Goal: Reproduce only the lines from the line containing "Phrase: dark crevice between rocks" to the end of the entries below, including both of those lines.

Dataset records about object locations:
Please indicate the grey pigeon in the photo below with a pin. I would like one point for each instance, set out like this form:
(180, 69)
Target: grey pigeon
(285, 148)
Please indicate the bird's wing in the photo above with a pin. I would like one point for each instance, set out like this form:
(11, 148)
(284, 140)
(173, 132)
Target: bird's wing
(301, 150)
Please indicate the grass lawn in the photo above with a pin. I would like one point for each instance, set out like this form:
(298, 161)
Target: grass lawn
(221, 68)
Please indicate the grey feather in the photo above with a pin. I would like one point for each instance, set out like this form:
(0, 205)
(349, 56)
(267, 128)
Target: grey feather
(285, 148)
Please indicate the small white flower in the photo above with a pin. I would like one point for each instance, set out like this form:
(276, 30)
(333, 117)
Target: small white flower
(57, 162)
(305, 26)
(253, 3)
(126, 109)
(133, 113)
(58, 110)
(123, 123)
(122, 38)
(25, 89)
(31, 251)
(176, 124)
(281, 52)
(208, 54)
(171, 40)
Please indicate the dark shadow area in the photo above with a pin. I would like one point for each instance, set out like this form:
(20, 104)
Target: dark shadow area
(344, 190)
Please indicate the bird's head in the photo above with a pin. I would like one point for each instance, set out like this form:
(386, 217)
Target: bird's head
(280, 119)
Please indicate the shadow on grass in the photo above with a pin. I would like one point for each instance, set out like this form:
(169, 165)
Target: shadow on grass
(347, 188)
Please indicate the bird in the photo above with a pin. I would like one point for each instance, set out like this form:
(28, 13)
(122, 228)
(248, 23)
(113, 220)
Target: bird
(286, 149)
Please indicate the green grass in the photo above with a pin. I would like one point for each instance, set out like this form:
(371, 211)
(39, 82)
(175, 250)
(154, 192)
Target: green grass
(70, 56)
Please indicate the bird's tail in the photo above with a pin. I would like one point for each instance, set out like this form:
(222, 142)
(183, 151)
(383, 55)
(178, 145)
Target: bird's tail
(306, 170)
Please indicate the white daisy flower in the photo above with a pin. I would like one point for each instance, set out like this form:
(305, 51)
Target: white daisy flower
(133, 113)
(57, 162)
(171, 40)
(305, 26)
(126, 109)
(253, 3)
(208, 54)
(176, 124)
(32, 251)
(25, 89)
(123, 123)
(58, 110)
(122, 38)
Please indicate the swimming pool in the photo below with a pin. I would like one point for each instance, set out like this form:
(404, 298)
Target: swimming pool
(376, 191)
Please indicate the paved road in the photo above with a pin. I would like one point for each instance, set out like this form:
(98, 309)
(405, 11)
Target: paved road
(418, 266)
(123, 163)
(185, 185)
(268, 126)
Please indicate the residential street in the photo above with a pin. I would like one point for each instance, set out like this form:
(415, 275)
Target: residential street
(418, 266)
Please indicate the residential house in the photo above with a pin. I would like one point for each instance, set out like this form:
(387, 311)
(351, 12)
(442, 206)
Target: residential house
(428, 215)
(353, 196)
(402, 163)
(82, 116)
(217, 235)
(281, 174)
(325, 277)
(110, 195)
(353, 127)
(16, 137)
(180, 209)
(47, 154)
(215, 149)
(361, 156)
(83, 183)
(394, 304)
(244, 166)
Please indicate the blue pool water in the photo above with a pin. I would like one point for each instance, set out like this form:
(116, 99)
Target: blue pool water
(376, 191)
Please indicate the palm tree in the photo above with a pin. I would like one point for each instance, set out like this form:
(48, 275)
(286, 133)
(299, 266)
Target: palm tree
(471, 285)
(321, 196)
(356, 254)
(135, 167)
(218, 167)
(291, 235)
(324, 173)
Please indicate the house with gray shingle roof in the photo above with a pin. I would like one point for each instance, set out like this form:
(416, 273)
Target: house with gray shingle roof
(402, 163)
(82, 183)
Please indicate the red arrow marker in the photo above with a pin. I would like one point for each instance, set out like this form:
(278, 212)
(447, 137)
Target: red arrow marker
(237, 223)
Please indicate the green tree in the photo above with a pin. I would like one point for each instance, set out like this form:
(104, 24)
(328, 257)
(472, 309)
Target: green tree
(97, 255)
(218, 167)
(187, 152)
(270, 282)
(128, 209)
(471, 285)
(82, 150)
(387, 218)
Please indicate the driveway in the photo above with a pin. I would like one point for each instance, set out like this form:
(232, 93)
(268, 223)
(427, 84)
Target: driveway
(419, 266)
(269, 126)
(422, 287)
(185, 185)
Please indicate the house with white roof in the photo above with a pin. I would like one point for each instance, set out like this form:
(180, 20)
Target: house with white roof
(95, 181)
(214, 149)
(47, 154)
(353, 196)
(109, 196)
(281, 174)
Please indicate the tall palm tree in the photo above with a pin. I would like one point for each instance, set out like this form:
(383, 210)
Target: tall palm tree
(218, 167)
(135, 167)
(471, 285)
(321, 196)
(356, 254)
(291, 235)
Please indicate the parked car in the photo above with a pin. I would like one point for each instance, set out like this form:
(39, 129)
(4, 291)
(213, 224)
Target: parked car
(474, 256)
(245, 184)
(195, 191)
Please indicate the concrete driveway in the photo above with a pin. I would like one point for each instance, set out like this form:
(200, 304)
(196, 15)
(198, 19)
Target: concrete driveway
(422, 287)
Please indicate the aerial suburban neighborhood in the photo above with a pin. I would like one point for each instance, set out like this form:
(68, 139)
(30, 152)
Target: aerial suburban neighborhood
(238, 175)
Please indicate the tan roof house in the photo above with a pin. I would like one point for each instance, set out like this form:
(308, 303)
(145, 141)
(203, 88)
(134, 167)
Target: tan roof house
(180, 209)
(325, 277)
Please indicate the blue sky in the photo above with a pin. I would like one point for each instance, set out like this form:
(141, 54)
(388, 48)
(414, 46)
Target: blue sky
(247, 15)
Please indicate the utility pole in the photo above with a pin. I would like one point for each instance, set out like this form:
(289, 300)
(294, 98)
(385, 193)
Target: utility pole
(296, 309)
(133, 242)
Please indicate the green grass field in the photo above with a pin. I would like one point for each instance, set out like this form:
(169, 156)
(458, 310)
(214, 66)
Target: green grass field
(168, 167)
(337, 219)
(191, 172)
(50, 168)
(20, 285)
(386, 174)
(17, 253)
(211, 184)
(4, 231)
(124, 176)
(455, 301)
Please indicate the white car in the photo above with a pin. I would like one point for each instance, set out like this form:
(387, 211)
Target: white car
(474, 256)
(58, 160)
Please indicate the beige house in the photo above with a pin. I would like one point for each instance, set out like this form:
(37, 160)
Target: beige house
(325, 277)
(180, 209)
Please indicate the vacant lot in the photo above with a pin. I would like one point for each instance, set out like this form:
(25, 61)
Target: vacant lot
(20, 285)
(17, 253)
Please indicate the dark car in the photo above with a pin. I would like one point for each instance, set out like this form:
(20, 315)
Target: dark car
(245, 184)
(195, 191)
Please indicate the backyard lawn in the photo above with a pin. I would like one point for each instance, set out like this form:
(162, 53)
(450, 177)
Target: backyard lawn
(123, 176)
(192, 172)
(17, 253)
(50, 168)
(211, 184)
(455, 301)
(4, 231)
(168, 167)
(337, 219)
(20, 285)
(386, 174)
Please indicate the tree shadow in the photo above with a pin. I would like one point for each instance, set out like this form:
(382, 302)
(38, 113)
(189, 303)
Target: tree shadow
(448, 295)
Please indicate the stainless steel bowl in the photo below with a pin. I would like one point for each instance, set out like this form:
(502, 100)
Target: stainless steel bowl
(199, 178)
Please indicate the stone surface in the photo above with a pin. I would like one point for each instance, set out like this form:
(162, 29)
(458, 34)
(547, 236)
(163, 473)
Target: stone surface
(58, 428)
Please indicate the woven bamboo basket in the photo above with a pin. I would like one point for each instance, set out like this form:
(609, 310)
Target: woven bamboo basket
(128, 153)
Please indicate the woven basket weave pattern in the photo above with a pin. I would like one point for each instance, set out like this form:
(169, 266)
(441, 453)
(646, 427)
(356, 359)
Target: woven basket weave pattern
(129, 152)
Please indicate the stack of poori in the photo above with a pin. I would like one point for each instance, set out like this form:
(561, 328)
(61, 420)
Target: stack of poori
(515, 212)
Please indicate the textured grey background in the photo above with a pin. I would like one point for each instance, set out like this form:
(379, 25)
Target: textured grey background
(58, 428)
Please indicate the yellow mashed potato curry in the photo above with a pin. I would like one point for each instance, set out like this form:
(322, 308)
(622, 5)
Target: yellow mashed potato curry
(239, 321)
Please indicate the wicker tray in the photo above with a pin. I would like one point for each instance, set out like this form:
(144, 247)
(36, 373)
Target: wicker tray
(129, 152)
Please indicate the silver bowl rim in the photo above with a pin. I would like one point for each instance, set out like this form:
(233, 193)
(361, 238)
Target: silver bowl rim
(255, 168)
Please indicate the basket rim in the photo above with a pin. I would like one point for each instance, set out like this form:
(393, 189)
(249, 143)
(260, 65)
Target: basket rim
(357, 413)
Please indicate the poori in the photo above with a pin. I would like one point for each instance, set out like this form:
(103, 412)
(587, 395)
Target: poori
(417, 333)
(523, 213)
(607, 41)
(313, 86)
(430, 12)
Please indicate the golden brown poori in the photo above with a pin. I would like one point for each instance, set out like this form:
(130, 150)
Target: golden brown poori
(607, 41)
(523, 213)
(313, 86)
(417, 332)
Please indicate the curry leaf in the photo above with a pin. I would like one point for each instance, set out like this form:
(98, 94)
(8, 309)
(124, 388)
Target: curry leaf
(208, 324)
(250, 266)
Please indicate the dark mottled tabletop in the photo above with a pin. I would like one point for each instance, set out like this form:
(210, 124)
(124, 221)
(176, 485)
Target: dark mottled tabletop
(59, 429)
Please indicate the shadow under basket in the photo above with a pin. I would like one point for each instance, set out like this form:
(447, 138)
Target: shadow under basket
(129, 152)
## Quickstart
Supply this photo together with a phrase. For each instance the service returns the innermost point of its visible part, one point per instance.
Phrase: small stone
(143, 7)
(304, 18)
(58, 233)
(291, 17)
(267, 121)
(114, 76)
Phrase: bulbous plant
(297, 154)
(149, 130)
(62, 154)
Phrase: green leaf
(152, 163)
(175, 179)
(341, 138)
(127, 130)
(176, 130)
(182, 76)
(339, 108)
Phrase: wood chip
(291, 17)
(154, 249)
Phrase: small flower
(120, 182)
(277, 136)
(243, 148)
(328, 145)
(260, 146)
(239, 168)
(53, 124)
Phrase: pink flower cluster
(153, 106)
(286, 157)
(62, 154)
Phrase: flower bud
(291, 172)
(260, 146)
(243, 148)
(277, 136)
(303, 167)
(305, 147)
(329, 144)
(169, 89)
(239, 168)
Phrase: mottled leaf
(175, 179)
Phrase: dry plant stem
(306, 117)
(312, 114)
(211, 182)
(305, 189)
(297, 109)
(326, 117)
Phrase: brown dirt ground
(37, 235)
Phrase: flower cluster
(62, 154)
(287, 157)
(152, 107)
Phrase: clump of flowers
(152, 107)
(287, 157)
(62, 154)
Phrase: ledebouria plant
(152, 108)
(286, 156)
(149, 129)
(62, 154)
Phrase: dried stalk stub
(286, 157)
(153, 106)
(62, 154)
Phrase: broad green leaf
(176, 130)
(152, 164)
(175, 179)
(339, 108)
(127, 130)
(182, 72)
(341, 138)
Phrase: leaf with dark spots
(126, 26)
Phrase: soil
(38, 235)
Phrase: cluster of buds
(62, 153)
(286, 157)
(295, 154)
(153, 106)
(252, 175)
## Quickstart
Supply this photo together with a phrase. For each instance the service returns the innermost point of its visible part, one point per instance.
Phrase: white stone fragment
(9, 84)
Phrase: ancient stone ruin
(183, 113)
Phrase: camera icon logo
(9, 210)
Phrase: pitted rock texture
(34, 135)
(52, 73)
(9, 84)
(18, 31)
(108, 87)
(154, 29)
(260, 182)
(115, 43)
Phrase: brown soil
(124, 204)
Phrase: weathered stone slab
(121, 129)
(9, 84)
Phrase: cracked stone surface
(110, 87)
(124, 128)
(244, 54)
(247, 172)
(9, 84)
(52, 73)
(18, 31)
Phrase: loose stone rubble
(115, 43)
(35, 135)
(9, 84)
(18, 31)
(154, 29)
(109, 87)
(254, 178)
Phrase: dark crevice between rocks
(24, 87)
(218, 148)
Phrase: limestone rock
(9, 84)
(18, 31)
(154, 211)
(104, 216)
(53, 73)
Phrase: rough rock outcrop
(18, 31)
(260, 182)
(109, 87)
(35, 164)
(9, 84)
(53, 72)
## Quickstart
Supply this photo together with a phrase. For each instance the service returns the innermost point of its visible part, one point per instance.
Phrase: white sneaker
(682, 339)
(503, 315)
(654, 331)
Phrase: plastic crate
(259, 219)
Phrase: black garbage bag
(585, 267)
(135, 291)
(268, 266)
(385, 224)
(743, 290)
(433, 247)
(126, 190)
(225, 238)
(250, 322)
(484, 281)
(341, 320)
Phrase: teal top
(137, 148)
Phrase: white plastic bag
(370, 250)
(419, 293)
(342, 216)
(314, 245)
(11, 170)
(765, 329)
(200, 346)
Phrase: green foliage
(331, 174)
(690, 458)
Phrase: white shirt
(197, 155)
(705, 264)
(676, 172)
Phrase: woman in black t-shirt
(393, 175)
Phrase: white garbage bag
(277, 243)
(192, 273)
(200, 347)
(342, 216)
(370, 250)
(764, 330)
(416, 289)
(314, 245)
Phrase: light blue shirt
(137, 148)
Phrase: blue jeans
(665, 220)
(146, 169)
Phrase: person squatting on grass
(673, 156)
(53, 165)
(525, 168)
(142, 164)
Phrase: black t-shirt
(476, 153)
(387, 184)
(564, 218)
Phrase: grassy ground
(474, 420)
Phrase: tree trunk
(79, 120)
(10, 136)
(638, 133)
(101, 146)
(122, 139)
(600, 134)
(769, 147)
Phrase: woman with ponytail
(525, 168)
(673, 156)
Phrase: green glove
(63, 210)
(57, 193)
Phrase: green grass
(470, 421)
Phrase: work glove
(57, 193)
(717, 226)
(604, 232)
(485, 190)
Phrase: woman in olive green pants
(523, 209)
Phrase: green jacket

Final result:
Phrase: dark crevice between rocks
(24, 87)
(218, 148)
Phrase: limestone rock
(9, 84)
(18, 31)
(154, 211)
(104, 216)
(53, 73)
Phrase: rough rock outcrop
(18, 31)
(260, 182)
(109, 87)
(35, 164)
(9, 84)
(53, 72)
## Quickstart
Supply this photo together with a phrase. For each instance the service returns the innermost point of its visible part, one point per instance.
Phrase: white sneaker
(682, 339)
(503, 315)
(654, 331)
Phrase: plastic crate
(259, 219)
Phrase: black garbage bag
(585, 267)
(135, 291)
(268, 266)
(385, 224)
(743, 290)
(433, 247)
(126, 190)
(225, 238)
(250, 322)
(484, 281)
(341, 320)
Phrase: teal top
(137, 148)
Phrase: white plastic bag
(370, 250)
(419, 293)
(342, 216)
(314, 245)
(11, 170)
(765, 329)
(200, 346)
Phrase: green foliage
(331, 174)
(690, 458)
Phrase: white shirt
(197, 155)
(705, 264)
(676, 172)
Phrase: woman in black t-shirt
(393, 175)
Phrase: white garbage bag
(277, 243)
(192, 273)
(200, 347)
(342, 216)
(370, 250)
(764, 330)
(416, 289)
(314, 245)
Phrase: light blue shirt
(137, 148)
Phrase: blue jeans
(665, 220)
(146, 169)
Phrase: person squatting on grass
(673, 156)
(53, 165)
(525, 168)
(142, 164)
Phrase: black t-shirt
(476, 153)
(387, 184)
(564, 218)
Phrase: grassy ground
(474, 420)
Phrase: tree trunk
(79, 120)
(10, 136)
(638, 133)
(101, 146)
(122, 139)
(600, 134)
(769, 147)
Phrase: woman with ponytail
(525, 168)
(673, 156)
Phrase: green glove
(63, 210)
(57, 193)
Phrase: green grass
(470, 421)
Phrase: work glove
(57, 193)
(717, 226)
(604, 232)
(485, 190)
Phrase: woman in olive green pants
(523, 209)
Phrase: green jacket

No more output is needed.